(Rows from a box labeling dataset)

>>>

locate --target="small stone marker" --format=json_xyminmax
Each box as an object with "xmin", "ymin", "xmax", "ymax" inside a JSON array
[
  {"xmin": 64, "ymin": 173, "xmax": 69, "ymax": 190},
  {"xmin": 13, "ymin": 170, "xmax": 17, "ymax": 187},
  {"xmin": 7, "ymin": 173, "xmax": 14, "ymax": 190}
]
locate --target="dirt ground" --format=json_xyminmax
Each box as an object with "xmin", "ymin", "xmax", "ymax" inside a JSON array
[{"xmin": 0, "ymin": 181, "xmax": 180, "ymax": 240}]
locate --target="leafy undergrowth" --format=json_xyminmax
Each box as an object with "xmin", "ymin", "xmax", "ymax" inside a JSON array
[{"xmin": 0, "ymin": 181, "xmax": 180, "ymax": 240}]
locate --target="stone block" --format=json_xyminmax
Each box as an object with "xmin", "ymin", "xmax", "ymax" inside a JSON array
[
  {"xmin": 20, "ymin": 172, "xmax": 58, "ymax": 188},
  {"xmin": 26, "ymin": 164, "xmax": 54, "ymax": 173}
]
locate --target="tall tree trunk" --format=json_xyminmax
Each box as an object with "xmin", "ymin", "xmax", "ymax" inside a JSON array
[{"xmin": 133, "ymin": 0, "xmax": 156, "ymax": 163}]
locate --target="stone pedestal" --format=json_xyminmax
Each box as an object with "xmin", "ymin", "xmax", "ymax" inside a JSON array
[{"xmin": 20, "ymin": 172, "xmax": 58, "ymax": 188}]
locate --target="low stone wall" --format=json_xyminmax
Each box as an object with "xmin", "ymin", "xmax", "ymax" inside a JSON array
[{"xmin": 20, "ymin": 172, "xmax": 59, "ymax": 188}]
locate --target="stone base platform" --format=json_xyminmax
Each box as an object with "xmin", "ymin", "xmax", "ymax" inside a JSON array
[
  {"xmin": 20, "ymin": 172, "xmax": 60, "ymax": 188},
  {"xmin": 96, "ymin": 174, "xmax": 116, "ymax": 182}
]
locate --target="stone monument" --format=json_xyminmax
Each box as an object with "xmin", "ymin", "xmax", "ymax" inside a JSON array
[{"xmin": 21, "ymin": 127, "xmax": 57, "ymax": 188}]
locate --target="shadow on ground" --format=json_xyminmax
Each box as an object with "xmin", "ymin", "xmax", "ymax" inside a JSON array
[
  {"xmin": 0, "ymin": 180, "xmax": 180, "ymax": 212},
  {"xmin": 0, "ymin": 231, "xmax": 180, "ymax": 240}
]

<<<

(The request): Output each record precisely as given.

(Written solution):
locate --target="small stone marker" --format=json_xyminmax
Each box as an object with "xmin", "ymin", "xmax", "ymax" inside a JSON array
[
  {"xmin": 64, "ymin": 173, "xmax": 69, "ymax": 190},
  {"xmin": 13, "ymin": 170, "xmax": 17, "ymax": 187},
  {"xmin": 7, "ymin": 173, "xmax": 14, "ymax": 190}
]
locate --target="dirt ground" --format=json_xyminmax
Each box as an object with "xmin", "ymin", "xmax", "ymax" inside a JSON array
[{"xmin": 0, "ymin": 181, "xmax": 180, "ymax": 240}]
locate --target="leafy undergrowth" --format=json_xyminmax
Each box as an object with "xmin", "ymin", "xmax", "ymax" inside a JSON array
[{"xmin": 0, "ymin": 181, "xmax": 180, "ymax": 240}]
locate --target="stone block" --format=json_xyminmax
Each box as an object with "xmin", "ymin", "xmax", "ymax" inside a JSON array
[
  {"xmin": 20, "ymin": 172, "xmax": 58, "ymax": 188},
  {"xmin": 26, "ymin": 164, "xmax": 54, "ymax": 173}
]
locate --target="tall tree trunk" --format=json_xyminmax
Each box as an object with "xmin", "ymin", "xmax", "ymax" inside a JSON array
[{"xmin": 133, "ymin": 0, "xmax": 156, "ymax": 163}]
locate --target="stone pedestal" --format=json_xyminmax
Each box as an object with "xmin", "ymin", "xmax", "ymax" inside a JSON array
[{"xmin": 20, "ymin": 172, "xmax": 58, "ymax": 188}]
locate --target="low stone wall" --format=json_xyminmax
Each box as an object with "xmin", "ymin", "xmax", "ymax" inside a JSON array
[{"xmin": 20, "ymin": 172, "xmax": 59, "ymax": 188}]
locate --target="stone base platform" --format=json_xyminmax
Each box as an object with "xmin", "ymin", "xmax", "ymax" inside a JSON array
[
  {"xmin": 20, "ymin": 172, "xmax": 60, "ymax": 188},
  {"xmin": 96, "ymin": 174, "xmax": 116, "ymax": 182}
]
locate --target="stone monument" --format=json_xyminmax
Each box as an object with "xmin", "ymin", "xmax", "ymax" inside a JSON array
[{"xmin": 21, "ymin": 127, "xmax": 57, "ymax": 188}]
locate --target="shadow on ground" --format=json_xyminmax
Each box as an object with "xmin", "ymin", "xmax", "ymax" inside a JSON array
[
  {"xmin": 0, "ymin": 180, "xmax": 180, "ymax": 212},
  {"xmin": 0, "ymin": 231, "xmax": 180, "ymax": 240}
]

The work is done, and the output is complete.